_Reading passage_
California is the center of an international child support battle


The 2007 Hague Convention on the International Recovery of Child Support and Family Maintenance went into full effect in the United States on Jan. 1, 2017. Now, California is at the heart of one of the first cases to try to help a woman get financial support from the biological father of her child.

This isn’t a new issue for people who have an ex overseas, but there is now some form of recourse that they can take in an effort to get the other parent to take responsibility for the child. The barriers that are placed due to international jurisdiction are difficult to overcome, but the Hague Convention reciprocal relationships should make these easier to overcome.

The California case has to do with a father in France, a mother in Sacramento County and a 5-year-old boy. The woman first opened the case for child support in April of 2013. She notes that the man asked if they could have an alternative solution to a formal agreement, but that after caring for their son and supporting him alone, she wants something official and signed. She isn’t asking the man to be a part of the child’s life. She is only seeking financial support.

As of August of 2017, California has received 18 requests to enforce child support orders and has initiated 20 new cases overseas. The key with this new case is to find out just how well the treaty will work since it has only been in force for a little over a year here.

The mother concedes that the father has sent some voluntary payments, but those haven’t been regularly occurring. She works for the Sacramento County government, but the father is said to earn the equivalent of $11,099 per month. She notes that she only wants is due to her child.

_Recorded data_
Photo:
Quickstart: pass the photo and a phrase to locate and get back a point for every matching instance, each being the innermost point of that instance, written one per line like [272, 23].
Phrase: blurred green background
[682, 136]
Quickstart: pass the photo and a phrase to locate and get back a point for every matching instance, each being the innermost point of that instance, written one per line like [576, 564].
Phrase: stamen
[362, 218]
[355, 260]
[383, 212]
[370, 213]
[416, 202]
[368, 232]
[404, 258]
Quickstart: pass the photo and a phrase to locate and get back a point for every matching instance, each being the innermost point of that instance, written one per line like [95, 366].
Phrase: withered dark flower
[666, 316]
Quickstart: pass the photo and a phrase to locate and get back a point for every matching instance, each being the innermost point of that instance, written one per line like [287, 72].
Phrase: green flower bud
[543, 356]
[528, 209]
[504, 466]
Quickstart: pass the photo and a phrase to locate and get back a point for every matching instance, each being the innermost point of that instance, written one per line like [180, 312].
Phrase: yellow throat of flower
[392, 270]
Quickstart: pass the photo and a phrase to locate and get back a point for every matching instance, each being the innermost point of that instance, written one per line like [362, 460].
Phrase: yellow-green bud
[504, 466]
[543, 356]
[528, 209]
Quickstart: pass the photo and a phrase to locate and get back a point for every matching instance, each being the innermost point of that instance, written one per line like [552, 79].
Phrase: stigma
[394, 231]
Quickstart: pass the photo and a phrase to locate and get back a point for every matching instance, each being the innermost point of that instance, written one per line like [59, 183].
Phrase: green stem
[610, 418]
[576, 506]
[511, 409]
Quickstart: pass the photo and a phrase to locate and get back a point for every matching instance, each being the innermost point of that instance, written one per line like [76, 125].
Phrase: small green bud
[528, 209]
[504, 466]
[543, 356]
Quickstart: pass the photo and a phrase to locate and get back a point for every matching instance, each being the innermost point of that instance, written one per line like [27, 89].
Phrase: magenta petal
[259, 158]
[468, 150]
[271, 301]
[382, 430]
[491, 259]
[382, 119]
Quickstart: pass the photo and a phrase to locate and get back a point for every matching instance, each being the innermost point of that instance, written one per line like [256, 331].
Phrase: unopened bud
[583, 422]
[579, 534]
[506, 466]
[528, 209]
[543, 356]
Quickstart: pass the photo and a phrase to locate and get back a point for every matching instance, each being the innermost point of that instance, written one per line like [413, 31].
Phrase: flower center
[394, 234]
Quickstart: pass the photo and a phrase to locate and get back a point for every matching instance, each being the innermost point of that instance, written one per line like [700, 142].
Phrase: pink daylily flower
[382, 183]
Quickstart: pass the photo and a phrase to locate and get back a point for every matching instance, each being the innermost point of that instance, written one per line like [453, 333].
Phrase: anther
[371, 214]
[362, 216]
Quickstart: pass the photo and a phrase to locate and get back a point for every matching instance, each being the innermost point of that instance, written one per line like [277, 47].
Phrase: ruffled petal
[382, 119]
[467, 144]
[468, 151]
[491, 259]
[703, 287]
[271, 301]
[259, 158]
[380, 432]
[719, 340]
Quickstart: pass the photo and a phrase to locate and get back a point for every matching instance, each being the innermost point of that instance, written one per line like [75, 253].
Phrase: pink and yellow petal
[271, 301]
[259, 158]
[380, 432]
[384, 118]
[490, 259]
==
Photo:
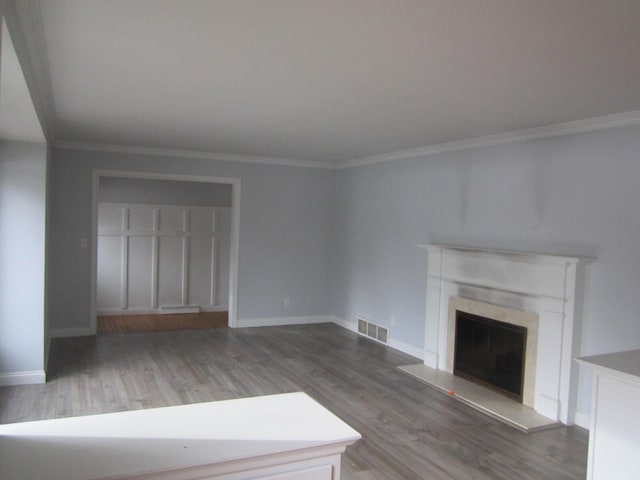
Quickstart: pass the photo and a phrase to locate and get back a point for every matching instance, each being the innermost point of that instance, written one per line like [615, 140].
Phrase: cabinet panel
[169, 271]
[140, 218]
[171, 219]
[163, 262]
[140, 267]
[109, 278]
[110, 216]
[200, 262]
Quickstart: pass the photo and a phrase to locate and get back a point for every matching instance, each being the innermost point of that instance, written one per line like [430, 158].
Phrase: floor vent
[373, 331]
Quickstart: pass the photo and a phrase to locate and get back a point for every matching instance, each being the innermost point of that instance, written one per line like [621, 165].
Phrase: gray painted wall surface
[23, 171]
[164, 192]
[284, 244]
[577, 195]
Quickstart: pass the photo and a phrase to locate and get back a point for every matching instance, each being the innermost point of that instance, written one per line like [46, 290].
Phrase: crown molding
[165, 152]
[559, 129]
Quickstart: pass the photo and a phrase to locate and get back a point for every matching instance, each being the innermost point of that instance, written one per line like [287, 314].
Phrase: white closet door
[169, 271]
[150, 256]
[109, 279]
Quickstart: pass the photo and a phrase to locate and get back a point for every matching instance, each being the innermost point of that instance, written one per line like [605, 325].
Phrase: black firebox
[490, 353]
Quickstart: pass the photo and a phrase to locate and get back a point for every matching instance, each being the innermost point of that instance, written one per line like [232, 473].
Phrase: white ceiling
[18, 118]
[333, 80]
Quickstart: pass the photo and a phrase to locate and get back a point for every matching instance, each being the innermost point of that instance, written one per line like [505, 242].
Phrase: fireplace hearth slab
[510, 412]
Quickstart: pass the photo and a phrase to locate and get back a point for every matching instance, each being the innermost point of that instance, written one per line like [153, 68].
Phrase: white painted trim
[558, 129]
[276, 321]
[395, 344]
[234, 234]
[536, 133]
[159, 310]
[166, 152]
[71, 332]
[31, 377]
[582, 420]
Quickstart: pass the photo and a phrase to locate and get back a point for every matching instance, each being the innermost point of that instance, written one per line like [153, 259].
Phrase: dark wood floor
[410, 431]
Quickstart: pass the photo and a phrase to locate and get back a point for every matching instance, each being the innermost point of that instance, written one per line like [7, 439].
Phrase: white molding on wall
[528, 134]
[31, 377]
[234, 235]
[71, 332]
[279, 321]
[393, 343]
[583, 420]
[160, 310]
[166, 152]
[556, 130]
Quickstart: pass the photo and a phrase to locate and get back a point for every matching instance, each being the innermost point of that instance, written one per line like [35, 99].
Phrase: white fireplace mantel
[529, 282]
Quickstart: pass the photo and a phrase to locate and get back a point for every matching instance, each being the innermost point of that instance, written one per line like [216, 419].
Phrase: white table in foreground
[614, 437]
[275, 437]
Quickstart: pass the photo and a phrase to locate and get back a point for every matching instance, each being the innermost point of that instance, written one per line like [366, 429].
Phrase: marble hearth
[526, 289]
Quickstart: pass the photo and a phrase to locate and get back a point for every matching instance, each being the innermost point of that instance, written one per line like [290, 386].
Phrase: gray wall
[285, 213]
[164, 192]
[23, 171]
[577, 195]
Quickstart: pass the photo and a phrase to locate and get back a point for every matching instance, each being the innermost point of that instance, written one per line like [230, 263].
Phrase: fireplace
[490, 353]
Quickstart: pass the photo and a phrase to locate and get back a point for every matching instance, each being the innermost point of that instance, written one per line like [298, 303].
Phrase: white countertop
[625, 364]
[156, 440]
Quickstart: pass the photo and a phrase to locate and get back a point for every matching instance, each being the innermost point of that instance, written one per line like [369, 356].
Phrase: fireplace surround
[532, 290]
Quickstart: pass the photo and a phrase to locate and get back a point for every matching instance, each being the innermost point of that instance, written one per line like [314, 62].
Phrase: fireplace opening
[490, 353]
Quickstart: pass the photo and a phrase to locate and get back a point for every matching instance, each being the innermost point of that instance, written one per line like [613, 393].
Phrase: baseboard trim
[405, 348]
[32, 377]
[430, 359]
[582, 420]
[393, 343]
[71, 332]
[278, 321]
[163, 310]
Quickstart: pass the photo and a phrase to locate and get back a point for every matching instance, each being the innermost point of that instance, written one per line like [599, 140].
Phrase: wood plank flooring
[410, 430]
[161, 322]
---
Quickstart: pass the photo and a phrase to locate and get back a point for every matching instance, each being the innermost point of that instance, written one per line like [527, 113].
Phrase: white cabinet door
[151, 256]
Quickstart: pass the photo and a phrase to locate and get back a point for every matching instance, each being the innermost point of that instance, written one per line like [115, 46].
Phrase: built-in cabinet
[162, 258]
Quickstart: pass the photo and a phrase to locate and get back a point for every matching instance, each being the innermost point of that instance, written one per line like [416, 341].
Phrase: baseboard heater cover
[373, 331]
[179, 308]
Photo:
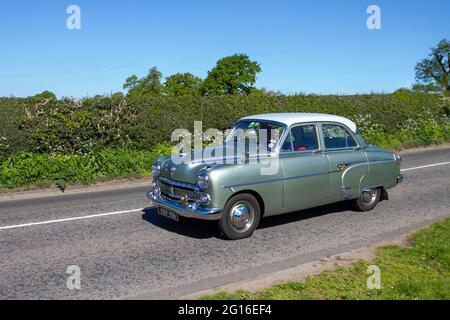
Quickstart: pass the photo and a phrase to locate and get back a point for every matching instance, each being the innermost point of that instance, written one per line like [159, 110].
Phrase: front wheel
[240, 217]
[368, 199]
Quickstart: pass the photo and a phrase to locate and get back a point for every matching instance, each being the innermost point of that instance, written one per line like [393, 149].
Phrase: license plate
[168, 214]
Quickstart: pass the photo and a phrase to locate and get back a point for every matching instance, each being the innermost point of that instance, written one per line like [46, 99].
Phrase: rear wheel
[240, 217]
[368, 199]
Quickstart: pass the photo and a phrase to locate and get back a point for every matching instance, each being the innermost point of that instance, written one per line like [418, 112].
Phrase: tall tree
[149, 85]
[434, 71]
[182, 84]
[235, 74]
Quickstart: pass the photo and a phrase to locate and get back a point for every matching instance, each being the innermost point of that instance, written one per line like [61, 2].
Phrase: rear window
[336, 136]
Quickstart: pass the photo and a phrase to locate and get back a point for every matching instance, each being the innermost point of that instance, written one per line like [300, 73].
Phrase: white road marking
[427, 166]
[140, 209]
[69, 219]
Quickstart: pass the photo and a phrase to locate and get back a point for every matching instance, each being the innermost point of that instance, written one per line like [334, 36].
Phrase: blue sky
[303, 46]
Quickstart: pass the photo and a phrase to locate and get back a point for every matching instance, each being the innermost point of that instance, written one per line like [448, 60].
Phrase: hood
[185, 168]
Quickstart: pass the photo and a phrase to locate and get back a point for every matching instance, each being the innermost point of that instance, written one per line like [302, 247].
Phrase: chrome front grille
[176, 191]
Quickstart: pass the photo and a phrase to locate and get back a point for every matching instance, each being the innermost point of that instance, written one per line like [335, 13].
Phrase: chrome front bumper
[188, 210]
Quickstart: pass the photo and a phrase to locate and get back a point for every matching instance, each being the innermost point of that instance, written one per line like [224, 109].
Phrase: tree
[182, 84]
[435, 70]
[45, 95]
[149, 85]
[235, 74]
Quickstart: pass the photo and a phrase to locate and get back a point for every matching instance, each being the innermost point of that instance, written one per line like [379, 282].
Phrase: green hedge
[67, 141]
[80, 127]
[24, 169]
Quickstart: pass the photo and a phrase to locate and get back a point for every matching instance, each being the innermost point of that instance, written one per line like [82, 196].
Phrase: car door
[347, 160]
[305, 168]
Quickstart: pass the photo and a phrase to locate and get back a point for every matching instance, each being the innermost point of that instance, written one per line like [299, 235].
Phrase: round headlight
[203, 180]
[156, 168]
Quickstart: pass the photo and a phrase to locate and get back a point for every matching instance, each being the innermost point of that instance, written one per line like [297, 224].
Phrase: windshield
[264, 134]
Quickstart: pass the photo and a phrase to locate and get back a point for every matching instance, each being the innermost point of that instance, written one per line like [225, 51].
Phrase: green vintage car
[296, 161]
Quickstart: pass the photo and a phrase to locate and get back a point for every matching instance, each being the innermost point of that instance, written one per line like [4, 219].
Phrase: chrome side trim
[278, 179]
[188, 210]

_Your tasks_
1 - Duplicate the child support article from "The California case" to "a year here.".
2 - Answer these from the child support article:
(a) On what date did the 2007 Hague Convention go into full effect in the United States?
(b) In which country does the father in the California case live?
(c) As of August 2017, how many requests to enforce child support orders had California received?
Use only the child support article to respond.

_Answers for the exercise_
1 -
The California case has to do with a father in France, a mother in Sacramento County and a 5-year-old boy. The woman first opened the case for child support in April of 2013. She notes that the man asked if they could have an alternative solution to a formal agreement, but that after caring for their son and supporting him alone, she wants something official and signed. She isn’t asking the man to be a part of the child’s life. She is only seeking financial support.

As of August of 2017, California has received 18 requests to enforce child support orders and has initiated 20 new cases overseas. The key with this new case is to find out just how well the treaty will work since it has only been in force for a little over a year here.

2 -
(a) Jan. 1, 2017
(b) France
(c) 18